**PROBLEM DESCRIPTION:** Can you reproduce the data beneath, keeping every line exact?
## BEGIN THE INPUT
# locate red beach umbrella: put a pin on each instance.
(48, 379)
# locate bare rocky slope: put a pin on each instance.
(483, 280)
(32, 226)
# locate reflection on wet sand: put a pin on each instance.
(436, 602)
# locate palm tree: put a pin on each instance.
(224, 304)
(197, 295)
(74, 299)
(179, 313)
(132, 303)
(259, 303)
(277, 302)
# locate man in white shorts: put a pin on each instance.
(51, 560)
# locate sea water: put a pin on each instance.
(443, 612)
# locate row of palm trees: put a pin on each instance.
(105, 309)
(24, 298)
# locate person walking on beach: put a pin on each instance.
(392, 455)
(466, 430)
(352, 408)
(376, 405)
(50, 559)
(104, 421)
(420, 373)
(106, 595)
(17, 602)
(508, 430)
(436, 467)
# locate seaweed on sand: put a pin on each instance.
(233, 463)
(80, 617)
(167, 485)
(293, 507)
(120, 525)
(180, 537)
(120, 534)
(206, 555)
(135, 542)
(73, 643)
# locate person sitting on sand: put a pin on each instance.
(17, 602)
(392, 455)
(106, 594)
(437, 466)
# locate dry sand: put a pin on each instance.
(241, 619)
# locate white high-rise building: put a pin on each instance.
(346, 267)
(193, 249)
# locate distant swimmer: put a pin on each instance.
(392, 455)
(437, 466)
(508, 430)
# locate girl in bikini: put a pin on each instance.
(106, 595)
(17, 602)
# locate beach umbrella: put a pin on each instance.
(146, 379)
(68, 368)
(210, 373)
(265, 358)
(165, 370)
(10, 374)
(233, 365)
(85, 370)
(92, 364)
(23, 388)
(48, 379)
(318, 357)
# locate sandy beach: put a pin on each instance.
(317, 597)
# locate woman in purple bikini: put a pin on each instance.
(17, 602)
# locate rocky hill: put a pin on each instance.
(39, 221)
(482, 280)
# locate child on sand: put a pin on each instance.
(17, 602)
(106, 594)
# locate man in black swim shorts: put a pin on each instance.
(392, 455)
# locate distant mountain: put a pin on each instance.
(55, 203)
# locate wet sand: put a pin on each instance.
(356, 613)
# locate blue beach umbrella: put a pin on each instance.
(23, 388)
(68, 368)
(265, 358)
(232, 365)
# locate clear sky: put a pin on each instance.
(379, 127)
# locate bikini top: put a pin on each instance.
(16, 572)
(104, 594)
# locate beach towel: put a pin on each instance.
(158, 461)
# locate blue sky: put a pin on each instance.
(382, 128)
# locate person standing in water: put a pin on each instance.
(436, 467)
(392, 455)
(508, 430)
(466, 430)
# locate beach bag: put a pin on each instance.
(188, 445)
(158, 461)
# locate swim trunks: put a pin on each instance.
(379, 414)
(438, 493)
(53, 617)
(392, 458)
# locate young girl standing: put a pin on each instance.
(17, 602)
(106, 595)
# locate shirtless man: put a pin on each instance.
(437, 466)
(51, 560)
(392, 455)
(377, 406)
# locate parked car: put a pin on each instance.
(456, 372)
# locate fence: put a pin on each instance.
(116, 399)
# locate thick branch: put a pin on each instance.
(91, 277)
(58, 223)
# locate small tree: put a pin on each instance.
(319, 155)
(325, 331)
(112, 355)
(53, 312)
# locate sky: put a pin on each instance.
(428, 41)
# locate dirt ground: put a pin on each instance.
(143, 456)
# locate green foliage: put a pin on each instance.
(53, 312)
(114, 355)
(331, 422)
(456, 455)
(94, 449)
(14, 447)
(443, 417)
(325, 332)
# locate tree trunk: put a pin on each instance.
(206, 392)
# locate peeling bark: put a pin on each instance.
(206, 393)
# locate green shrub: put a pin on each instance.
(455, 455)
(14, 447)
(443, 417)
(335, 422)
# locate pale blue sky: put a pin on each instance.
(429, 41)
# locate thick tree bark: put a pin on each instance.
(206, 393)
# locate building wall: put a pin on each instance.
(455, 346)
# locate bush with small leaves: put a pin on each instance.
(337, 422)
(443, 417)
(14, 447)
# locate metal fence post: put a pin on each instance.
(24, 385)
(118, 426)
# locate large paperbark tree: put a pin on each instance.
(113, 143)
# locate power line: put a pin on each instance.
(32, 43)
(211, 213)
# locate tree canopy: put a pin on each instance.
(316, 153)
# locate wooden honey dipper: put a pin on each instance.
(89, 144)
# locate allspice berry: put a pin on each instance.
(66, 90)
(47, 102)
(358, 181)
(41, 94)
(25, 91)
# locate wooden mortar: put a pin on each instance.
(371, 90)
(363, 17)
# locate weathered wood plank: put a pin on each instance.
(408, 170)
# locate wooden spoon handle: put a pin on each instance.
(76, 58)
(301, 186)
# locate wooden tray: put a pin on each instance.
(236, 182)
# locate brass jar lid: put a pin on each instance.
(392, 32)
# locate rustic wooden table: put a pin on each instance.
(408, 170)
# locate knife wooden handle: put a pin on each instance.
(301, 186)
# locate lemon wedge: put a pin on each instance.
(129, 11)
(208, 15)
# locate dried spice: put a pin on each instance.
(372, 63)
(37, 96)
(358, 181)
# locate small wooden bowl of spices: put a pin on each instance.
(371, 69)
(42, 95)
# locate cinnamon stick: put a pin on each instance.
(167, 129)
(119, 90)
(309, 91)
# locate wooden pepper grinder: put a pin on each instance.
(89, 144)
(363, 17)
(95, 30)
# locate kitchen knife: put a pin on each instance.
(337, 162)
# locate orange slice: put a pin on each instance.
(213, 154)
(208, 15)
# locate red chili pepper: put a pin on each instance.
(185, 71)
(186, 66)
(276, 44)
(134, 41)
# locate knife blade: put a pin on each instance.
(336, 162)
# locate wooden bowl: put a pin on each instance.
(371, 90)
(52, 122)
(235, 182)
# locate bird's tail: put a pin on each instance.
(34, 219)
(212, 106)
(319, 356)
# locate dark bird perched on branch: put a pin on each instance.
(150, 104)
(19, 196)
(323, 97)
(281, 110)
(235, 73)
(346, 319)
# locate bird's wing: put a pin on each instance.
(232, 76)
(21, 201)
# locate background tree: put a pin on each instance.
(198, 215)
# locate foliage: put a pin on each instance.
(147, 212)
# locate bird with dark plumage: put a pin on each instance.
## END THE INPUT
**EXPECTED ANSWER:**
# locate red beach umbrella: put a pin on each instance.
(48, 379)
# locate bare rocky slope: put a pin on each instance.
(483, 280)
(32, 226)
# locate reflection on wet sand: put a pin on each instance.
(436, 602)
# locate palm tree: put a pin on each instance.
(224, 304)
(197, 295)
(74, 299)
(179, 313)
(132, 303)
(259, 303)
(277, 302)
# locate man in white shorts: put a pin on each instance.
(51, 560)
# locate sea water: put a pin on each instance.
(443, 612)
# locate row of palm trees: put a pin on each instance.
(105, 309)
(24, 298)
# locate person walking on beach: put a pin on each instance.
(392, 455)
(466, 430)
(352, 408)
(376, 405)
(50, 559)
(104, 421)
(420, 373)
(106, 595)
(17, 602)
(508, 430)
(436, 467)
# locate seaweed on sand: put a pin on each instance.
(233, 463)
(80, 617)
(167, 485)
(293, 507)
(120, 525)
(180, 537)
(120, 534)
(206, 555)
(135, 542)
(73, 643)
# locate person sitting on sand: put a pin on each instance.
(17, 602)
(392, 455)
(106, 594)
(437, 466)
# locate dry sand: put a pin on each instance.
(241, 619)
# locate white high-rise building: put a pin on each instance.
(346, 267)
(193, 249)
# locate distant swimmer: put a pin on each instance.
(392, 455)
(437, 466)
(508, 430)
# locate girl in bikini: put a pin on each instance.
(106, 595)
(17, 602)
# locate beach umbrella: put a pin on each instance.
(146, 379)
(68, 368)
(210, 373)
(265, 358)
(165, 370)
(10, 374)
(233, 365)
(85, 370)
(92, 364)
(23, 388)
(48, 379)
(318, 357)
# locate sandy beach: put a pin on each instance.
(317, 597)
# locate woman in purple bikini: put a pin on each instance.
(17, 602)
# locate rocky hill: put a pin on each instance.
(39, 221)
(482, 280)
# locate child on sand: put a pin on each instance.
(17, 602)
(106, 594)
# locate man in black swim shorts: put a pin on each instance.
(392, 455)
# locate distant mountain: put a pin on each instance.
(55, 203)
# locate wet sand: put a pin on each instance.
(356, 613)
# locate blue beach umbrella: put a pin on each instance.
(23, 388)
(68, 368)
(265, 358)
(232, 365)
# locate clear sky: put a pin on each instance.
(379, 127)
# locate bikini top: put a pin on each instance.
(16, 572)
(104, 594)
# locate beach towel: put a pin on each instance.
(158, 461)
# locate blue sky: put a pin on each instance.
(382, 128)
# locate person standing in water: put a pin on each instance.
(436, 467)
(392, 455)
(508, 430)
(466, 430)
# locate beach bag: put a pin on each instance.
(188, 445)
(158, 461)
# locate swim trunks: put a pin on each instance.
(379, 414)
(438, 493)
(53, 617)
(392, 458)
# locate young girl standing: put a pin on each instance.
(17, 602)
(106, 595)
# locate shirtless man: put a pin on each instance.
(437, 466)
(51, 560)
(392, 455)
(377, 406)
# locate parked car: put a pin on each instance.
(456, 372)
# locate fence: put a pin on each instance.
(116, 399)
# locate thick branch: put a pin on each instance.
(91, 277)
(58, 223)
# locate small tree: put a pin on each instance.
(319, 155)
(325, 331)
(112, 355)
(53, 312)
# locate sky: put a pin on each instance.
(428, 41)
# locate dirt ground: put a pin on each instance.
(143, 456)
# locate green foliage: put a pin on each instance.
(53, 312)
(114, 355)
(331, 422)
(456, 455)
(94, 449)
(14, 447)
(443, 417)
(325, 332)
# locate tree trunk: put a pin on each instance.
(206, 392)
# locate peeling bark: put a pin on each instance.
(206, 393)
# locate green shrub: put a pin on each instance.
(455, 455)
(14, 447)
(443, 417)
(335, 422)
# locate pale blue sky: put a pin on each instance.
(429, 41)
# locate thick tree bark: put a pin on each instance.
(206, 393)
# locate building wall: put a pin on each instance.
(455, 346)
# locate bush with small leaves: put a pin on each instance.
(337, 422)
(443, 417)
(14, 447)
# locate metal fence post: put a pin on each instance.
(24, 385)
(118, 426)
# locate large paperbark tree: put a pin on each instance.
(113, 143)
# locate power line: put a pin on each instance.
(32, 43)
(211, 213)
# locate tree canopy: put a pin on each instance.
(316, 153)
# locate wooden honey dipper: put a pin on each instance.
(89, 144)
# locate allspice berry: put a pin on each instance.
(66, 90)
(47, 102)
(358, 181)
(41, 94)
(25, 91)
# locate wooden mortar: put a pin on each instance.
(371, 90)
(363, 17)
# locate weathered wood plank: put a pin on each instance.
(408, 170)
# locate wooden spoon handle: put a pin on each instance.
(76, 58)
(301, 186)
# locate wooden tray: put a pin on each instance.
(236, 182)
# locate brass jar lid: put a pin on each instance.
(392, 32)
# locate rustic wooden table: put a pin on each instance.
(408, 170)
# locate knife wooden handle: put a pin on each instance.
(301, 186)
# locate lemon wedge: put a pin on each instance.
(129, 11)
(208, 15)
# locate dried spice: put a pin on each instance.
(372, 63)
(37, 96)
(358, 181)
# locate small wooden bowl of spices: put a pin on each instance.
(371, 69)
(42, 95)
# locate cinnamon stick: put a pin on each instance.
(167, 129)
(119, 90)
(309, 91)
# locate wooden pepper grinder: put a pin on each instance.
(89, 144)
(363, 17)
(95, 30)
# locate kitchen knife: put a pin on each instance.
(337, 162)
# locate orange slice: put a pin on each instance.
(213, 154)
(208, 15)
# locate red chili pepper: put a pin on each instance.
(185, 71)
(186, 66)
(276, 44)
(134, 41)
# locate knife blade: put a pin on each instance.
(336, 162)
# locate wooden bowl: put a pin on each instance.
(371, 90)
(52, 122)
(235, 182)
# locate bird's tail: put a pin on each instance.
(34, 219)
(212, 106)
(319, 356)
# locate dark bird perched on branch: put a pin on each instance.
(150, 104)
(19, 196)
(323, 97)
(281, 110)
(235, 73)
(346, 319)
# locate bird's wing: put a pin on each instance.
(232, 76)
(21, 201)
# locate background tree: put a pin on each instance.
(198, 215)
# locate foliage: put a pin on each instance.
(147, 212)
# locate bird with dark plumage: put a pin on each instance.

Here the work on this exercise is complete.